## Problem description:
Output the entries underneath exactly as they are.

::::

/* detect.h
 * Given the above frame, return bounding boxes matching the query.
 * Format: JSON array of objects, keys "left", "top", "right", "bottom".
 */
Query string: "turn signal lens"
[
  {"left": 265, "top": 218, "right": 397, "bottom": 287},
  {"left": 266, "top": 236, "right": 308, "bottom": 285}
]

::::

## Written solution:
/* detect.h
 * Given the above frame, return bounding boxes matching the query.
 * Format: JSON array of objects, keys "left", "top", "right", "bottom".
 */
Query string: "turn signal lens"
[
  {"left": 265, "top": 218, "right": 397, "bottom": 287},
  {"left": 266, "top": 236, "right": 308, "bottom": 285}
]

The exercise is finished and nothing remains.